En qué consiste
Reescribe todas las líneas desde el inicio de los ítems hasta la línea que contiene "left=440, top=428, right=728, bottom=600", ambas incluidas. Desplaza en 93 cada coordenada de las respuestas.

Datos aportados
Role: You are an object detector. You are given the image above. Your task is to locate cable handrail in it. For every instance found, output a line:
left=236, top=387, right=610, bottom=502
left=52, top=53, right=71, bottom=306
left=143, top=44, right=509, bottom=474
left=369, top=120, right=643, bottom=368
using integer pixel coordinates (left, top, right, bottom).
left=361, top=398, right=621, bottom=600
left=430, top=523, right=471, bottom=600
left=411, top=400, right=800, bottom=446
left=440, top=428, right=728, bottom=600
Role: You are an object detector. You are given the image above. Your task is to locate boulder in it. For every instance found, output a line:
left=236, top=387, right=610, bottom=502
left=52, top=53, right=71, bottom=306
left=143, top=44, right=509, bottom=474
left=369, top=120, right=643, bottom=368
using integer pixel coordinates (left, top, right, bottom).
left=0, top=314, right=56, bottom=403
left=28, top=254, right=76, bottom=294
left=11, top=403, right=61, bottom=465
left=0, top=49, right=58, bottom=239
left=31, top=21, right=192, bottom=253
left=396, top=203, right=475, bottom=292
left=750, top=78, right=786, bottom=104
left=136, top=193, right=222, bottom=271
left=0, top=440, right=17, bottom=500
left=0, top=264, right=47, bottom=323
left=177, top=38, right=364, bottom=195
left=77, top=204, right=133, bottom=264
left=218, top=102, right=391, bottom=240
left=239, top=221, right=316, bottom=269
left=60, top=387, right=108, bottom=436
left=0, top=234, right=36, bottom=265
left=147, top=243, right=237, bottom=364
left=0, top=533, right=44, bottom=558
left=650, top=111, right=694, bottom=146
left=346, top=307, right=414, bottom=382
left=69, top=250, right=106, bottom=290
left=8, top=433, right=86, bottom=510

Respuesta
Role: You are an object detector. You are given the image above. Your task is to locate cable handrail in it. For every instance found, output a line:
left=236, top=387, right=610, bottom=502
left=52, top=53, right=71, bottom=306
left=143, top=44, right=509, bottom=474
left=369, top=120, right=643, bottom=368
using integer pixel coordinates (left, top, right, bottom).
left=454, top=491, right=714, bottom=693
left=523, top=616, right=564, bottom=693
left=504, top=493, right=893, bottom=539
left=533, top=521, right=821, bottom=693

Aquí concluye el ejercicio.